[Assigned task]
Every entry must be transcribed without alteration.
Provided records START
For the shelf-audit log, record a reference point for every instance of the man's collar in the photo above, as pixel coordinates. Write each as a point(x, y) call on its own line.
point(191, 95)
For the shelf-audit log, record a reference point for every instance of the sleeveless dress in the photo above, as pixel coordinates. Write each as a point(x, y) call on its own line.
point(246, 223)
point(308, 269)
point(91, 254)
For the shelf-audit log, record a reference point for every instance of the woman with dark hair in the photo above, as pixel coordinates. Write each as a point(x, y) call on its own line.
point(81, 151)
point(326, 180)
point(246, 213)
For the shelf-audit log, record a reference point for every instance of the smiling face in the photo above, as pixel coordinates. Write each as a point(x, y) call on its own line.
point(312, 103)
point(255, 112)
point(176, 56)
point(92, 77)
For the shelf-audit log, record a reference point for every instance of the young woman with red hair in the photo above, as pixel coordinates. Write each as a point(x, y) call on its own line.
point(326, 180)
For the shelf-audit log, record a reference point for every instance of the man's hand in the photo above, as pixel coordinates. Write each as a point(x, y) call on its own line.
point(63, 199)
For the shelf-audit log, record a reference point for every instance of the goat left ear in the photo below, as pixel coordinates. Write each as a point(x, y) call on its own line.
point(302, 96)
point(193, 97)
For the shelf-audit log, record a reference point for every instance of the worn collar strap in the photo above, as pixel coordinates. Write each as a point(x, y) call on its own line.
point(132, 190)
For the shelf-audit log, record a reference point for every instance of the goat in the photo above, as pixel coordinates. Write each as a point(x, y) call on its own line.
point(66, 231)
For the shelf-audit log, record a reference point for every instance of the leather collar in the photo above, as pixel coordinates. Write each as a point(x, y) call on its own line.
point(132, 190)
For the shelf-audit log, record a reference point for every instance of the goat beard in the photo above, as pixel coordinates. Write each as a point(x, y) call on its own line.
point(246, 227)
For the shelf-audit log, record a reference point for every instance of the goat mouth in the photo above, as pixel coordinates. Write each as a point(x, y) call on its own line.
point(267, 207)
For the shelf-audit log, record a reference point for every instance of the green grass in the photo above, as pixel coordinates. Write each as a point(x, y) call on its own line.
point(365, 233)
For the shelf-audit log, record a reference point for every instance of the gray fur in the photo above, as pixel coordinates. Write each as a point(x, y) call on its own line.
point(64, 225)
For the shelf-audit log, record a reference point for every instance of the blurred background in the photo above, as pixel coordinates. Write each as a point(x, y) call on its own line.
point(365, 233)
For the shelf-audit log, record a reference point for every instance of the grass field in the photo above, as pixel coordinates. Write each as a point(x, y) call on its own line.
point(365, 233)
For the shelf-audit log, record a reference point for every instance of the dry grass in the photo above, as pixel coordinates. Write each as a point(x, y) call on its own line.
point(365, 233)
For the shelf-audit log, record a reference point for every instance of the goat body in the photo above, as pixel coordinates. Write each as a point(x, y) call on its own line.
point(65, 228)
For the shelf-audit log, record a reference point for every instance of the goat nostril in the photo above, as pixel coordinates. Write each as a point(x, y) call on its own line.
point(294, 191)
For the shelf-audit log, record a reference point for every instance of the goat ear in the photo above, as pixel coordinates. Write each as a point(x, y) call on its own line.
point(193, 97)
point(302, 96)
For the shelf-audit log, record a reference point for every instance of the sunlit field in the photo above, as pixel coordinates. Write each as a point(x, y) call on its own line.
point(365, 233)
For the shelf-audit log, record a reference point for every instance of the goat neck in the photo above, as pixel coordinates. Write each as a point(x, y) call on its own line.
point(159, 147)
Provided records END
[Exercise answer]
For the shelf-audit log, record a reference point for every instance of the man's collar in the photo above, as pixel coordinates. Write each as a point(x, y) call on its own line.
point(191, 95)
For the shelf-audit log, record a reference point for every instance of the sleeveless dress in the photo above, as pixel coordinates. Write each as a point(x, y) call on its own line.
point(246, 223)
point(308, 269)
point(91, 254)
For the shelf-audit log, record a reference point for every instance of the woman with dark hair in the photo above, as pixel coordinates. Write each as a point(x, y) call on its own line.
point(81, 151)
point(326, 180)
point(246, 213)
For the shelf-audit log, record a reference point for every instance of the smiling face in the photo above, as pixel coordinates. Write each as a point(x, y) call on its own line.
point(312, 103)
point(255, 112)
point(176, 56)
point(92, 77)
For the shelf-audit log, record a reference point for every instance of the young woman with red hair in the photo above, as pixel coordinates. Write each as a point(x, y) call on its own line.
point(326, 180)
For the shelf-audit log, record a reference point for every instance of the man's hand in the photo above, as pixel coordinates. Write each as a point(x, y) call on its own line.
point(63, 199)
For the shelf-audit log, record a reference point for every instance of the goat left ear in the photo below, as pixel coordinates. Write each as a point(x, y) call on its own line.
point(302, 96)
point(193, 97)
For the shelf-audit log, record a reference point for every instance of the worn collar strap in the photo above, as pixel coordinates. Write each as a point(x, y) call on its own line.
point(132, 190)
For the shelf-audit log, record a reference point for every instance of the goat in the photo above, as pixel coordinates. Write each as a point(x, y) call on its own line.
point(66, 231)
For the shelf-audit log, record a reference point for every instance of the leather collar in the photo above, as pixel coordinates. Write each as a point(x, y) call on its own line.
point(132, 190)
For the shelf-audit log, record a reference point for every instance of the goat beard in the photo above, as pixel coordinates. Write each as a point(x, y) call on its own line.
point(246, 227)
For the shelf-audit log, record a reference point for every instance of the goat mouth in the photo above, as pixel coordinates. Write each as a point(x, y) call on its own line.
point(267, 207)
For the shelf-audit log, record a reference point for every instance of the green grass in the photo above, as pixel coordinates. Write each as a point(x, y) call on its own line.
point(365, 233)
For the shelf-audit log, record a reference point for every instance of the gray fur in the photo above, as pixel coordinates. Write each as a point(x, y) call on its own line.
point(64, 225)
For the shelf-audit log, record a reference point for every instance of the blurred background in the photo above, as pixel coordinates. Write each as a point(x, y) call on its own line.
point(365, 233)
For the shelf-audit log, record a reference point for every instance of the grass field in the photo above, as pixel coordinates. Write each as a point(x, y) call on its own line.
point(365, 233)
For the shelf-audit log, record a reference point for every instance of the dry grass in the photo above, as pixel coordinates. Write each as a point(x, y) call on its own line.
point(365, 233)
For the shelf-audit log, record a reference point for every instance of the goat body in the photo above, as pixel coordinates. Write each as a point(x, y) call on its own line.
point(65, 228)
For the shelf-audit log, record a reference point for every instance of the goat nostril in the photo above, as pixel coordinates. Write each as a point(x, y) call on its own line.
point(294, 191)
For the shelf-audit log, record a reference point for every instance of the goat ear in the photo above, as pixel coordinates. Write each as a point(x, y) call on its own line.
point(193, 97)
point(302, 96)
For the shelf-audit log, record a reference point for every instance of the sunlit field in the photo above, as pixel coordinates. Write each as a point(x, y) call on its own line.
point(365, 233)
For the shelf-audit log, record a reference point for every instance of the goat neck in the photo above, as pixel coordinates. Write each as a point(x, y) call on its own line.
point(159, 147)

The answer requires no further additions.